TASK STATEMENT:
Answer these questions from the passage on the call between Boris Johnson and Xi Jinping.
1. For how long did the two leaders speak?
2. Before what year does Beijing aim to reach carbon neutrality?
3. In which two places did the Prime Minister raise concerns about democracy and human rights?

GIVEN PASSAGE:
== == ==
Boris Johnson said world leaders must do more to tackle the climate crisis during an “extensive conversation” with China’s President Xi Jinping ahead of the Cop26 summit.
They spoke for 45 minutes on Friday after it was announced the Chinese premier will attend the major climate conference in Glasgow virtually after weeks of keeping the world guessing.
China is the world’s biggest emitter of carbon dioxide and other gases that devastate the environment and Mr Xi’s direct participation will be seen as a boost for the summit.
Their talks also came after China submitted a new national plan for climate action, known as nationally determined contributions (NDCs).
Downing Street described the call as an “extensive conversation” during which they discussed issues including “action to address the climate crisis”, global trade, security and human rights.
“The Prime Minister acknowledged China’s new nationally determined contribution and welcomed their work on the Cop15 Biodiversity Summit, noting how critical protecting nature is to our overall climate objectives,” No 10 said.
“He emphasised the importance of all countries stepping up their ambition on climate change at Cop26 and taking concrete action to cut emissions and expedite the transition to renewable energy, including phasing out coal.”
China’s NDCs did not include new targets beyond those already announced, which were labelled as “disappointing”.
Beijing says it aims to reach carbon neutrality before 2060 and peak emissions before 2030, and to lower carbon emissions per unit of GDP by over 65% from the 2005 level.
The world is well off track to deliver necessary cuts to greenhouse gas emissions from burning fossil fuels, and the need for China to redouble efforts is seen as essential.
Downing Street would rather Mr Xi had attended Cop26, which starts on Sunday, in person but will be welcoming his decision to attend by videolink.
The president has avoided foreign travel since before the coronavirus pandemic in early 2020.
Mr Johnson also discussed “wider international security issues” including Afghanistan with Mr Xi and challenged him on two major points of contention.
“The Prime Minister raised the United Kingdom’s concerns about the erosion of democracy in Hong Kong and human rights in Xinjiang,” Downing Street said.
== == ==
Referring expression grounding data
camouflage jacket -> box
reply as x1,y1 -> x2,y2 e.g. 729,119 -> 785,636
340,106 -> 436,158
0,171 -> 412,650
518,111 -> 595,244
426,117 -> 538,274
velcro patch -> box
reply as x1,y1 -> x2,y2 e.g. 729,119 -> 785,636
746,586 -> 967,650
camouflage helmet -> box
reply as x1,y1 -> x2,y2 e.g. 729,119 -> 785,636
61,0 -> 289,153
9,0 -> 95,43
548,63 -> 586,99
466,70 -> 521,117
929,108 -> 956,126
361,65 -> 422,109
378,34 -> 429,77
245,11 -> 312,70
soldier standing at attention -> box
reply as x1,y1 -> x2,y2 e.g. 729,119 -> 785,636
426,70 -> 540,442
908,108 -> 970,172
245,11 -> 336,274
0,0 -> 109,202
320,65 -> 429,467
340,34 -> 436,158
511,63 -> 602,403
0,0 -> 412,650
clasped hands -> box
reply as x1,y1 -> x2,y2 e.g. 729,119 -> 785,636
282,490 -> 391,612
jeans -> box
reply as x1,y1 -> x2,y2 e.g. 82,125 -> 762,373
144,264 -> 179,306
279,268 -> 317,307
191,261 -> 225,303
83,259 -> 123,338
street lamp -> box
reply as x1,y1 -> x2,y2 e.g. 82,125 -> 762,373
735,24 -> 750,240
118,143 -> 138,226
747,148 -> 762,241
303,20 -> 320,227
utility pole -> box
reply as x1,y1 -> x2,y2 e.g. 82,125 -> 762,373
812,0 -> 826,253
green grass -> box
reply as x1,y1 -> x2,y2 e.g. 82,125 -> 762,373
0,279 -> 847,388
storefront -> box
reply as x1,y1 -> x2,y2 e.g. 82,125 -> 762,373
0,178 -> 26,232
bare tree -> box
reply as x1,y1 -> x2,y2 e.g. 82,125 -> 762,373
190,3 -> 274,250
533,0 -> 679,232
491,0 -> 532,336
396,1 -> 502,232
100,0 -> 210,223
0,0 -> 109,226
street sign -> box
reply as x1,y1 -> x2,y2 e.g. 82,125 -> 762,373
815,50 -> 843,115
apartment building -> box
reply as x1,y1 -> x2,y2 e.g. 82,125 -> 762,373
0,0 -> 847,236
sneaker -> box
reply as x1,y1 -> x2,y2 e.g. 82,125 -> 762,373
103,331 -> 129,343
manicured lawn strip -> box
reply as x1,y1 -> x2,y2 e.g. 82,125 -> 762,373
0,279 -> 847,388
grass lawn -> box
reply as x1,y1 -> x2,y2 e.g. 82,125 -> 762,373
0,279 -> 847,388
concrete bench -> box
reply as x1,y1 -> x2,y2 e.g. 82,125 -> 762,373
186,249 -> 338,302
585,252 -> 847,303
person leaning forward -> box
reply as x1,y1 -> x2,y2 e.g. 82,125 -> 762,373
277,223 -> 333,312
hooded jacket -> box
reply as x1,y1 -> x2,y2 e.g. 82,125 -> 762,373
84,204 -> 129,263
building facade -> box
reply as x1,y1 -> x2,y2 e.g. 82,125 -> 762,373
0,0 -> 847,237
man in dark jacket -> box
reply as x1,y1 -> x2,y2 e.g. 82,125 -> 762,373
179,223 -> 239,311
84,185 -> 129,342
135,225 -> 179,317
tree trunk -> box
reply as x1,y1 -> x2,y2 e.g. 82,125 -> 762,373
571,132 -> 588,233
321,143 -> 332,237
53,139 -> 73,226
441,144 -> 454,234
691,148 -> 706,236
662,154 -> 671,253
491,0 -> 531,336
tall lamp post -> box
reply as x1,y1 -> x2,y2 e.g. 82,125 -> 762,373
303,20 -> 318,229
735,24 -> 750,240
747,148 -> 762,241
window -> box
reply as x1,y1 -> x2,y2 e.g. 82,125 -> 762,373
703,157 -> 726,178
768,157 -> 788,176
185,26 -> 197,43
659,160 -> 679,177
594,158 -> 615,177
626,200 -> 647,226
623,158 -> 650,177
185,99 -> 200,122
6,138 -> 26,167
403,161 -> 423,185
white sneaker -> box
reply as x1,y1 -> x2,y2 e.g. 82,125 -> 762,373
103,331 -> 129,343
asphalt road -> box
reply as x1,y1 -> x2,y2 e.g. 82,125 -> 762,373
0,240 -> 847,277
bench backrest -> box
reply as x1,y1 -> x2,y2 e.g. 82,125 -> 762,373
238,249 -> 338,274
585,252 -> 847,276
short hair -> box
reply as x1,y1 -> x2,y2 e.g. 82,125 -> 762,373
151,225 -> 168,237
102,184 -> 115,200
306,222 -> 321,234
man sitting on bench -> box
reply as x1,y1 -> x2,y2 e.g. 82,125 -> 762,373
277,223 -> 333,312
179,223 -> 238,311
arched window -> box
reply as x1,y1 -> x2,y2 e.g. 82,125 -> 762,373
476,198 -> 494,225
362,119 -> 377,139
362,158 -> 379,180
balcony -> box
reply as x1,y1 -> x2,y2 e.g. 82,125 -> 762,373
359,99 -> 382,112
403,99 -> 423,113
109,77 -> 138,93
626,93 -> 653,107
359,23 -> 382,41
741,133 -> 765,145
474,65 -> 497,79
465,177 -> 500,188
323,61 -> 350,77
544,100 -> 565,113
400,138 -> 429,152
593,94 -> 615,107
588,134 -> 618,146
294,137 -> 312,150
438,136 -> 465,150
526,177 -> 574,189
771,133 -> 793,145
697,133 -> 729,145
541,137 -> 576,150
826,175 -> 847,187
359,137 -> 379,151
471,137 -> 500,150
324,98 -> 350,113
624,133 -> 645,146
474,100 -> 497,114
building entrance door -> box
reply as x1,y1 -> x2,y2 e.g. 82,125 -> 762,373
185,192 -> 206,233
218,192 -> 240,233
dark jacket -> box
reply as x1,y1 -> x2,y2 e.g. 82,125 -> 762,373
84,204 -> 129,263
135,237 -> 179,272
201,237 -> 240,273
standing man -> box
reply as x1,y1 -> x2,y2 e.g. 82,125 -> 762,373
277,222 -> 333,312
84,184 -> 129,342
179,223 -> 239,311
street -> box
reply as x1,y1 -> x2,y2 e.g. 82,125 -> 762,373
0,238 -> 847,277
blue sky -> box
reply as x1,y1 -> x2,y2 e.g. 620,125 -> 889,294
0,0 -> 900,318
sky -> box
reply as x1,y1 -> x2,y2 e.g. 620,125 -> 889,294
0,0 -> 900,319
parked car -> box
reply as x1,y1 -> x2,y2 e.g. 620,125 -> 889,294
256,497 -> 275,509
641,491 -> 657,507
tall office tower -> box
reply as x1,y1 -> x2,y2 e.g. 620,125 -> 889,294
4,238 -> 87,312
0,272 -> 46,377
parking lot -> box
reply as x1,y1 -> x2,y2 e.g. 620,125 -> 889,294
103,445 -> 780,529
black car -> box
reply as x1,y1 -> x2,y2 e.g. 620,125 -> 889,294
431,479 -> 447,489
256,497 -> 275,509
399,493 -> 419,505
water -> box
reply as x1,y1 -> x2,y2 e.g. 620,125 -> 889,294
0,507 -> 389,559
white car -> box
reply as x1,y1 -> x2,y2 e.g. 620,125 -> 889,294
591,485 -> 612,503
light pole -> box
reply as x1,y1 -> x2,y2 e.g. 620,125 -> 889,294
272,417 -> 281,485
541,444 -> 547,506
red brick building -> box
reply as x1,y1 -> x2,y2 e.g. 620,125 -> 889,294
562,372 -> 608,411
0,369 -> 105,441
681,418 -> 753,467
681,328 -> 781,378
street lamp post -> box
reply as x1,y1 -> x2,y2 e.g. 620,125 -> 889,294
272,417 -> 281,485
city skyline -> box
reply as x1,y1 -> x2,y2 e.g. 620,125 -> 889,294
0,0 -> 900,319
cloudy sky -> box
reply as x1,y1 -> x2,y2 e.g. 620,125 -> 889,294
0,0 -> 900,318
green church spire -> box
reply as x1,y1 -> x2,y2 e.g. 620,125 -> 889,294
== == ==
THE ANSWER:
1. 45 minutes
2. 2060
3. Hong Kong and Xinjiang